▶ Exercise
In the rows below, swap every "captured frame" for "camera image" and copy everything else unchanged.

Data listing
— begin —

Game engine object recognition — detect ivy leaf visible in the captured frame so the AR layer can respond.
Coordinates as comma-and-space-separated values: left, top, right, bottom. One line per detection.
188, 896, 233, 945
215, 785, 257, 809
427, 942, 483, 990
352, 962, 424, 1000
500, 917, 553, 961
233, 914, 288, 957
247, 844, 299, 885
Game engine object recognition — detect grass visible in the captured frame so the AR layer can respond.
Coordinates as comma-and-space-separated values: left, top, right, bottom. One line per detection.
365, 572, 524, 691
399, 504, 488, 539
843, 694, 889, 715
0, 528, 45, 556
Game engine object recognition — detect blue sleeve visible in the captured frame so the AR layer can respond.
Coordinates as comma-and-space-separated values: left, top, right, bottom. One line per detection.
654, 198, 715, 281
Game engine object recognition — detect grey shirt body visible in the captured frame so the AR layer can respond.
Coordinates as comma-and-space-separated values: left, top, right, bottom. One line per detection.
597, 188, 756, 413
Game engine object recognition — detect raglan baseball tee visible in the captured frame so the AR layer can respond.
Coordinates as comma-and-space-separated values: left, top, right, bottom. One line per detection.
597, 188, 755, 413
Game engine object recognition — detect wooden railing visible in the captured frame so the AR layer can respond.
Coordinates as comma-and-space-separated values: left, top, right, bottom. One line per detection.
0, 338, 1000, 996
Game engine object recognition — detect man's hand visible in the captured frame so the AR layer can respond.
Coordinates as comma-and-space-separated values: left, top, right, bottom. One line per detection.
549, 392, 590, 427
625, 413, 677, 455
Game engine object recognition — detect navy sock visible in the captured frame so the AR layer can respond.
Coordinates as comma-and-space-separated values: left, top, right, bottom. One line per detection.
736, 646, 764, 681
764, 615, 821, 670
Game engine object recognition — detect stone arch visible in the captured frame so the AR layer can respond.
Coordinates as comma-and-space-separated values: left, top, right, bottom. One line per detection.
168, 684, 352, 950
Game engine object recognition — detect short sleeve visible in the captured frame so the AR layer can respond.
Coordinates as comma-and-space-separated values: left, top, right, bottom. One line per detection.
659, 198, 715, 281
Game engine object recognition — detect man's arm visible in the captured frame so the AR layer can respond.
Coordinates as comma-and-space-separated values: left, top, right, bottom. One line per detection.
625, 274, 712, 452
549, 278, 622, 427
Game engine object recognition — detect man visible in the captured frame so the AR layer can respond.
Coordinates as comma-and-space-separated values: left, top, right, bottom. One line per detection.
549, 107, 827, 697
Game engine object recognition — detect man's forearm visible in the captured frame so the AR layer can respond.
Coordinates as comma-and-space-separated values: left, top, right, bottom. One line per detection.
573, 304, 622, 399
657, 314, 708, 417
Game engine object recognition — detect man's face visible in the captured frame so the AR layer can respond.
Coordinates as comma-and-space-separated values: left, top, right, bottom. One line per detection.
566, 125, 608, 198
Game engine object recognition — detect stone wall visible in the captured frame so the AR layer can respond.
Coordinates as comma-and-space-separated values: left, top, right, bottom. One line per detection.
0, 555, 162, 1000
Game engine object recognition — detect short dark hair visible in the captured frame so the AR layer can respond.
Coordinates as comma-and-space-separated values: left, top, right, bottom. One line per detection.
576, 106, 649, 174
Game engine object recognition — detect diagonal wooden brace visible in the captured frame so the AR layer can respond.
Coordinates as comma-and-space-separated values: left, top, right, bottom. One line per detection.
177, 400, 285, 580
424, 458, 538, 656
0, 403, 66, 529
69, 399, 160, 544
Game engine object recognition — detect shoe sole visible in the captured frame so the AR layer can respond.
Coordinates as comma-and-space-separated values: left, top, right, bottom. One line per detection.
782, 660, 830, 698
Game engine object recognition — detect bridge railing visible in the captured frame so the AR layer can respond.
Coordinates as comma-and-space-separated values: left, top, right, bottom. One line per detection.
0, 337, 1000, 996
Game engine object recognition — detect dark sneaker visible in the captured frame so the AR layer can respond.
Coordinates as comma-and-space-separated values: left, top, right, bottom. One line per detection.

— end —

▶ The output
Game engine object recognition — detect ivy leaf visible in the camera image so the AR layer can respond.
Coordinates as comma-and-space-separated values: left, top, right, bottom. One line per detection.
188, 896, 233, 945
215, 785, 257, 809
427, 942, 483, 990
352, 962, 424, 1000
500, 917, 553, 961
233, 914, 288, 957
247, 844, 299, 885
Game engine object recognition — detect grass visible in the camera image so the AR layer can respond.
Coordinates as comma-and-space-separated values: left, top, right, bottom. One line per detection.
365, 572, 524, 691
399, 504, 488, 539
843, 694, 889, 715
0, 528, 45, 556
Game engine object recognition — detect blue sleeve visible in the camera image so the AR layer can respond.
Coordinates as comma-and-space-separated values: left, top, right, bottom. One line per detection.
654, 198, 715, 281
Game engine object recognition — detect grey shirt body visible in the camera image so the AR layer can respond.
Coordinates as comma-and-space-separated values: left, top, right, bottom. One line per detection.
597, 188, 756, 413
Game engine object recognition — detect raglan baseball tee visible in the camera image so the AR layer can respond.
Coordinates as comma-and-space-separated values: left, top, right, bottom. One line per detection.
597, 188, 755, 413
Game engine object recognition — detect wooden railing visible in the camera image so the AR layer can respond.
Coordinates as comma-and-space-separated values: left, top, right, bottom. One line per detection.
0, 338, 1000, 996
Game engine object recognition — detect man's hand visible in the camera image so the AR layer can respond.
Coordinates as comma-and-space-separated values: left, top, right, bottom. One line per detection.
549, 392, 590, 427
625, 413, 677, 455
Game engine object recognition — detect navy sock visible in the camera image so the AR layer can respond.
Coordinates as comma-and-space-separated values: left, top, right, bottom. One line per detection.
736, 646, 764, 681
764, 615, 821, 670
Game engine object recognition — detect stone arch visible in the camera image so the AR layer can respond.
Coordinates as comma-and-space-separated values: left, top, right, bottom. One line per detection.
168, 684, 352, 950
Game engine object recognition — detect short sleeve visible in the camera image so the AR layer can respond.
Coordinates as comma-and-space-separated values: left, top, right, bottom. One line per detection.
659, 198, 715, 281
Game engine object recognition — detect man's arm visible in the camera image so the AR layer can respond.
Coordinates as comma-and-space-separated values: left, top, right, bottom. One line per detection.
625, 274, 712, 452
549, 278, 622, 427
Game engine object recognition — detect man visible in the camera image so the AR layer can respond.
Coordinates as comma-and-space-separated values: left, top, right, bottom. One line per detection.
549, 107, 827, 697
Game engine object recognition — detect man's forearm visible in the camera image so the AR layer can respond.
Coordinates as comma-and-space-separated values: left, top, right, bottom. One line per detection.
573, 304, 622, 399
657, 314, 708, 417
Game engine object recognition — detect man's face visible in the camera image so the AR layer can respond.
Coordinates as comma-and-space-separated values: left, top, right, bottom. One line per detection.
566, 125, 608, 198
Game engine object recognition — detect stone wall visible in the camera image so the AR layer can respond.
Coordinates as comma-and-space-separated values: left, top, right, bottom. One line per detection.
0, 555, 162, 1000
Game engine object recognition — detect short dark hair visible in the camera image so the AR layer can respond.
Coordinates as comma-and-space-separated values: left, top, right, bottom. One line per detection.
576, 106, 649, 174
Game engine object recognition — detect diagonal wooden brace visible in the camera image so the AR layer can respond.
Coordinates as comma-and-space-separated values: left, top, right, bottom. One line per detection.
177, 400, 285, 580
424, 458, 538, 656
0, 403, 66, 529
69, 399, 160, 544
Game engine object recognition — detect shoe sole visible in the camera image so the AR layer can respond.
Coordinates as comma-and-space-separated values: left, top, right, bottom. One line per detection.
782, 660, 830, 698
Game engine object recognition — detect bridge railing visible in the camera image so the AR layer can respond.
Coordinates as comma-and-space-separated values: left, top, right, bottom. One line per detection.
0, 337, 1000, 996
Game engine object recognition — detect dark sneaker visible in the camera image so the AR layer can respond.
Coordinates as comma-and-space-separated values: left, top, right, bottom. One line per detection.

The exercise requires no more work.